TASK 1 » In the excerpt on the Republican Revolution, which two 19th-century leaders are said to have stood up against centralizing pressures?
TASK 2 » Reproduce word for word the passage of the excerpt on the Republican Revolution starting at "A parallel question" and ending at "throughout American history.".

The discontent arises because some conservatives thought we were choosing a true "Republican Revolution" in 1994 by throwing many of the bums out. Many did not understand that Republicans were not promising change but congressional votes on change, votes that a slick White House incumbent and a pugnacious Democratic opposition could render largely inconsequential.
Of course, Republican apologies should not be taken entirely at face value. History is full of examples of insurrectionists who, when they gain power, become imitators of what they overthrew. Russians in the 1970s joked about Leonid Brezhnev showing off his big homes and abundant possessions to his impressed mother, who then asked a worried question, "But what if the Communists come?"
A parallel question could be addressed to a few of the first-term fire-breathing congressmen from 1995 who have now adopted the ways of Washington and over-compromised: "But what if the Republican Revolution arrives?" There's no doubt that some leaders and followers breathed fire when that was fashionable, and once in office made new alliances with the smoke detector industry.
What should astound us, though, is not that the go-along get-alongs exist, but that many principled conservatives have stood fast. It is hard to stand up to the corrupting temptations of power and influence. It's been hard throughout American history.
What astounds me, looking back, is that 19th-century leaders like Andrew Jackson and Grover Cleveland stood up against centralizing pressures. When they ran for reelection, they had to fight the tendency of some of their followers to be frustrated because their main White House successes lay not so much in pushing a new agenda as in stopping bad things from happening.
What astounds me at the end of the 20th century is not that conservatives haven't won the ballgame, but that there still is a ballgame. After all, throughout the century we've seen decades of movement toward centralized government (the '10s, '30s, and '60s in particular) followed by periods of consolidation. Presidents such as Calvin Coolidge in the 1920s and Ronald Reagan in the 1980s were willing to stand athwart history and say no. Both times, however, weak successors were unable to stay the course, and the next decade witnessed new expansions of governmental power.

INFORMATION GIVEN »
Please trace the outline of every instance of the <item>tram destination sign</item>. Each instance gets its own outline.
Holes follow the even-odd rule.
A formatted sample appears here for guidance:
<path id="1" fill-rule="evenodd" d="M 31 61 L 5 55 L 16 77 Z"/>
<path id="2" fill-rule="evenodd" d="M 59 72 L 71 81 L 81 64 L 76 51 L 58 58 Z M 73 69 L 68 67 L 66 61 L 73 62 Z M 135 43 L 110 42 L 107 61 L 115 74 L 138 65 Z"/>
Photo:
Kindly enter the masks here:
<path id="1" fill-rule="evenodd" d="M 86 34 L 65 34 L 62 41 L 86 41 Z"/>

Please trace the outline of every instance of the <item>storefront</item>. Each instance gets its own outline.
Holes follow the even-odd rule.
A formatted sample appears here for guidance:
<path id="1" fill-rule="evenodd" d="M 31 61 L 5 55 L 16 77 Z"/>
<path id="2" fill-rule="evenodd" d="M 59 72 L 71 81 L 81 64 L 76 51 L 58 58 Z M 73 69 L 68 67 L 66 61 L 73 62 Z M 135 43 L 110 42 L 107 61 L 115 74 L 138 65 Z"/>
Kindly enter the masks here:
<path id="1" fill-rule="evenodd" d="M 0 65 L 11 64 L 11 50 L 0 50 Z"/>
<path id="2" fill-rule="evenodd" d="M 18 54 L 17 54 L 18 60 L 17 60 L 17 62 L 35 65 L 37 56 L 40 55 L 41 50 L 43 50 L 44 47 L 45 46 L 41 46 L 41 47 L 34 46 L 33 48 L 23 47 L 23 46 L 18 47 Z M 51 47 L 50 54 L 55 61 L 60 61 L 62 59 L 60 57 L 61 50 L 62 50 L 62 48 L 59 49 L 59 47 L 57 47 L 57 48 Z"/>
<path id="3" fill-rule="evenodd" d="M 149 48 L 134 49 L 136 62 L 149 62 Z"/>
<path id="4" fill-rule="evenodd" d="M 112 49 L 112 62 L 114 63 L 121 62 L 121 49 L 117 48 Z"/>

CORRECT RESPONSE 1 » Andrew Jackson and Grover Cleveland

CORRECT RESPONSE 2 »
A parallel question could be addressed to a few of the first-term fire-breathing congressmen from 1995 who have now adopted the ways of Washington and over-compromised: "But what if the Republican Revolution arrives?" There's no doubt that some leaders and followers breathed fire when that was fashionable, and once in office made new alliances with the smoke detector industry.
What should astound us, though, is not that the go-along get-alongs exist, but that many principled conservatives have stood fast. It is hard to stand up to the corrupting temptations of power and influence. It's been hard throughout American history.